● Consignes de l'exercice
1: Répondez aux questions suivantes à partir de l'extrait de la Préparation évangélique.
(a) Selon l'extrait, à quoi Aristote borne-t-il l'influence de la divinité ?
(b) Avec qui Moïse et les prophètes des Hébreux sont-ils unanimes sur la question de la Providence ?
(c) D'après l'extrait, à quoi contribue le plus la persuasion qu'il existe une Providence ?
2: Extrayez des enregistrements chaque ligne qui contient la chaîne "facade".

Préparation évangélique

LIVRE XV

CHAPITRE V
DU MÊME, RELATIVEMENT AU DISSENTIMENT QUI RÈGNE ENTRE ARISTOTE, D’UNE PART, MOÏSE ET PLATON DE L’AUTRE, SUR LA QUESTION DE LA PROVIDENCE

Voici encore de nouveau Moïse et les prophètes des Hébreux qui sont unanimes avec Platon sur la question de la Providence, dont ils reconnaissent l’action judicieuse sur l’ensemble de l’univers, tandis qu’Aristote borne à la lune l’influence de la divinité ; excluant toutes les autres parties du monde de l’administration de Dieu. Voici en quels termes cette opinion est combattue par le même écrivain.

« Parmi les causes qui peuvent nous procurer le bonheur, la plus importante et la pensée capitale, réside dans la persuasion qu’il existe une Providence ; ce qui contribue le plus à la correction des hommes dans leur manière de vivre, si nous savons le reconnaître.

« La race des hommes mortels doit-elle gravir cette forteresse sublime, par la justice, ou par les voies tortueuses de la fraude. »

● Données affichées
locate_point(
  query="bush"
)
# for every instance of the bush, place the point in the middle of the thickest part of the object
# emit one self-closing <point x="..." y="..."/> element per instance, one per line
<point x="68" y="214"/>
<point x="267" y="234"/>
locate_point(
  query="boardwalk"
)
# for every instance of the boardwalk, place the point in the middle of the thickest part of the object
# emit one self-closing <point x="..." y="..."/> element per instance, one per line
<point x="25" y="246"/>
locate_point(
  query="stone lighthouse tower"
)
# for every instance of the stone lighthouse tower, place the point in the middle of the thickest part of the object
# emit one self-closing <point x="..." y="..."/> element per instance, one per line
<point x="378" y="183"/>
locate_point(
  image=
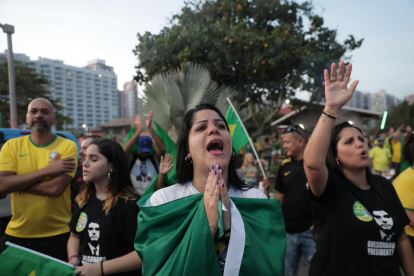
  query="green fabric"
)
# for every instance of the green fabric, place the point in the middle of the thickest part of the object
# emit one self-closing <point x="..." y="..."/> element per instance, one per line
<point x="238" y="135"/>
<point x="18" y="262"/>
<point x="170" y="148"/>
<point x="174" y="238"/>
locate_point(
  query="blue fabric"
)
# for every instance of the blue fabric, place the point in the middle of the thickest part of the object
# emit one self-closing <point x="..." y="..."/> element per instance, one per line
<point x="298" y="244"/>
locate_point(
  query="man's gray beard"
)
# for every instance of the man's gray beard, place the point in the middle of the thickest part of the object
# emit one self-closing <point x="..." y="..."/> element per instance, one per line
<point x="40" y="128"/>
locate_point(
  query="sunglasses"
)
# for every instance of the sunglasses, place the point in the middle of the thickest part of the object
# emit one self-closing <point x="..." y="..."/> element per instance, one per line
<point x="293" y="128"/>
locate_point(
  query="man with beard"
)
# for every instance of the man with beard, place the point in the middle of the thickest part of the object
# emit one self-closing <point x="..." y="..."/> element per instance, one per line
<point x="36" y="170"/>
<point x="144" y="163"/>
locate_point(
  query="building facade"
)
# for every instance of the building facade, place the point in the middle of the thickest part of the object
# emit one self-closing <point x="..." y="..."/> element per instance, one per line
<point x="382" y="101"/>
<point x="88" y="95"/>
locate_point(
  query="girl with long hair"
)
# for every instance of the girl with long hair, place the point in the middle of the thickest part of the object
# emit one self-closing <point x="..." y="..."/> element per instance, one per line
<point x="104" y="219"/>
<point x="361" y="224"/>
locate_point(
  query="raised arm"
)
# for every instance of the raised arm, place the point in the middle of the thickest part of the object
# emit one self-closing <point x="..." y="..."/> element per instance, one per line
<point x="160" y="144"/>
<point x="337" y="95"/>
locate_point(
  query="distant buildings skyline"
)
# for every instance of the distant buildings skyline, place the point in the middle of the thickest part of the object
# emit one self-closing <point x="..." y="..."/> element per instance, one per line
<point x="88" y="95"/>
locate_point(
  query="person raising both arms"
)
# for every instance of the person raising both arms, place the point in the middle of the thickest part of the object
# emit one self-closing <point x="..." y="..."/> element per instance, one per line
<point x="104" y="220"/>
<point x="361" y="226"/>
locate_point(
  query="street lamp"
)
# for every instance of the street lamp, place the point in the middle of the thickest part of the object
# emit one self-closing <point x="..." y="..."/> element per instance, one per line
<point x="85" y="127"/>
<point x="9" y="30"/>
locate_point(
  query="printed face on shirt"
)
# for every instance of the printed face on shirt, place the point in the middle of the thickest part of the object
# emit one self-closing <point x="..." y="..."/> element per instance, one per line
<point x="209" y="141"/>
<point x="40" y="116"/>
<point x="383" y="219"/>
<point x="352" y="151"/>
<point x="93" y="231"/>
<point x="95" y="166"/>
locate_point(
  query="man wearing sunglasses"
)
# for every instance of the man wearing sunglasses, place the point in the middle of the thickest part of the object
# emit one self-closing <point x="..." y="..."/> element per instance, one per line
<point x="293" y="191"/>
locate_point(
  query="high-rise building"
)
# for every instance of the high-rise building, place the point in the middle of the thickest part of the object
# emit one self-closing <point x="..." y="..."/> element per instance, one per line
<point x="409" y="98"/>
<point x="128" y="102"/>
<point x="382" y="101"/>
<point x="88" y="95"/>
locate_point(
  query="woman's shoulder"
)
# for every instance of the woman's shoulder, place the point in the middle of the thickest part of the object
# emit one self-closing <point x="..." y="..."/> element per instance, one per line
<point x="171" y="193"/>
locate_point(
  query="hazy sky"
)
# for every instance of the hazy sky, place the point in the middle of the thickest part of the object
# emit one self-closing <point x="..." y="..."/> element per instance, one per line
<point x="81" y="30"/>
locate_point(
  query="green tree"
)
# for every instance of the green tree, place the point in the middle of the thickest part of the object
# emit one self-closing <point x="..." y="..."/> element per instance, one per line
<point x="29" y="85"/>
<point x="402" y="114"/>
<point x="262" y="48"/>
<point x="170" y="95"/>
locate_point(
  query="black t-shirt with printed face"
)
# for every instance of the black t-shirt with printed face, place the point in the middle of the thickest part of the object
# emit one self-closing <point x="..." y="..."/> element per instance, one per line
<point x="297" y="205"/>
<point x="105" y="237"/>
<point x="360" y="229"/>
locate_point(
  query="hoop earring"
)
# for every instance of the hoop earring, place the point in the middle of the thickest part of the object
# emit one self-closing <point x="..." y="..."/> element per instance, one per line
<point x="188" y="161"/>
<point x="337" y="162"/>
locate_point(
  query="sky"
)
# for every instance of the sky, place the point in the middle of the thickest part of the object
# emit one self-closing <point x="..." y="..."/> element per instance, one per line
<point x="78" y="31"/>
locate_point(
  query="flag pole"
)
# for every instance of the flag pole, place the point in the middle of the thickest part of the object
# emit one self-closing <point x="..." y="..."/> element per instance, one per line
<point x="248" y="137"/>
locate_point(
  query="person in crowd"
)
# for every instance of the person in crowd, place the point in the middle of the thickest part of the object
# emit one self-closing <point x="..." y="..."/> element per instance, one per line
<point x="404" y="185"/>
<point x="165" y="167"/>
<point x="396" y="150"/>
<point x="144" y="163"/>
<point x="37" y="170"/>
<point x="267" y="151"/>
<point x="104" y="221"/>
<point x="380" y="156"/>
<point x="361" y="224"/>
<point x="206" y="164"/>
<point x="297" y="206"/>
<point x="77" y="181"/>
<point x="276" y="147"/>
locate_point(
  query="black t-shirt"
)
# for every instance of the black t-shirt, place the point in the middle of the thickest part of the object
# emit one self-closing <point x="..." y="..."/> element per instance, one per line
<point x="360" y="229"/>
<point x="105" y="237"/>
<point x="297" y="205"/>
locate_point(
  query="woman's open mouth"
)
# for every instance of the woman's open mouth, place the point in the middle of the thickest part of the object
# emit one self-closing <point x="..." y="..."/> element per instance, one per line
<point x="215" y="147"/>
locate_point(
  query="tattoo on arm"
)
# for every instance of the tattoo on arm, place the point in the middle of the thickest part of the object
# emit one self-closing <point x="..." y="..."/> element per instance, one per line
<point x="213" y="229"/>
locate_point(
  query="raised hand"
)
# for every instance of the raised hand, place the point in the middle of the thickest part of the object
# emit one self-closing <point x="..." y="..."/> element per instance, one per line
<point x="211" y="198"/>
<point x="336" y="92"/>
<point x="165" y="164"/>
<point x="149" y="120"/>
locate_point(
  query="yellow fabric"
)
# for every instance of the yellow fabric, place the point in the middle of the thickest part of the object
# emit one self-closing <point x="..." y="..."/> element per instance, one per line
<point x="380" y="158"/>
<point x="396" y="151"/>
<point x="35" y="216"/>
<point x="404" y="185"/>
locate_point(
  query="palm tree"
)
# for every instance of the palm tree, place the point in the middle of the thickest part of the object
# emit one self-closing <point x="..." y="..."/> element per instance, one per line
<point x="170" y="95"/>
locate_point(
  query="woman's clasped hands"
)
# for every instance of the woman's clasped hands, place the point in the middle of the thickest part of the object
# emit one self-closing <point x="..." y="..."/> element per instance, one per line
<point x="215" y="190"/>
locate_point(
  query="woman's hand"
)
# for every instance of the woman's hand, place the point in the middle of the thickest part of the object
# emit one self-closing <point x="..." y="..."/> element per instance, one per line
<point x="336" y="92"/>
<point x="74" y="261"/>
<point x="165" y="164"/>
<point x="211" y="198"/>
<point x="89" y="270"/>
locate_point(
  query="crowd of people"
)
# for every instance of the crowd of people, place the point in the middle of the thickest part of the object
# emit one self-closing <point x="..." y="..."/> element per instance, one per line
<point x="347" y="198"/>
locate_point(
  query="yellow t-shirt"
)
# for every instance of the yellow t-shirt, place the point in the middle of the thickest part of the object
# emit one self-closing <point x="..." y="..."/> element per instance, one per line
<point x="35" y="216"/>
<point x="380" y="158"/>
<point x="404" y="185"/>
<point x="396" y="151"/>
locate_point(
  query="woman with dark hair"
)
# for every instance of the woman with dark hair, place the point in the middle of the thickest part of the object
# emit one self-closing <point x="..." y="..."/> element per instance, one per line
<point x="404" y="185"/>
<point x="104" y="219"/>
<point x="361" y="224"/>
<point x="188" y="221"/>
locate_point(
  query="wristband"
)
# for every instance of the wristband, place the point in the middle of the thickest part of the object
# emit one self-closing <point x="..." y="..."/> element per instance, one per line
<point x="73" y="255"/>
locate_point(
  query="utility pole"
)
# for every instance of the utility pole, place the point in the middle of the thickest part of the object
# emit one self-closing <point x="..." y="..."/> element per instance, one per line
<point x="9" y="30"/>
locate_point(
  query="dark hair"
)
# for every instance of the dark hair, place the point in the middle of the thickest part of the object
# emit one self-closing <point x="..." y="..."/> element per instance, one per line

● Réponses rédigées
1:
(a) À la lune.
(b) Avec Platon.
(c) À la correction des hommes dans leur manière de vivre.

2:
  query="building facade"
# for every instance of the building facade, place the point in the middle of the thickest part of the object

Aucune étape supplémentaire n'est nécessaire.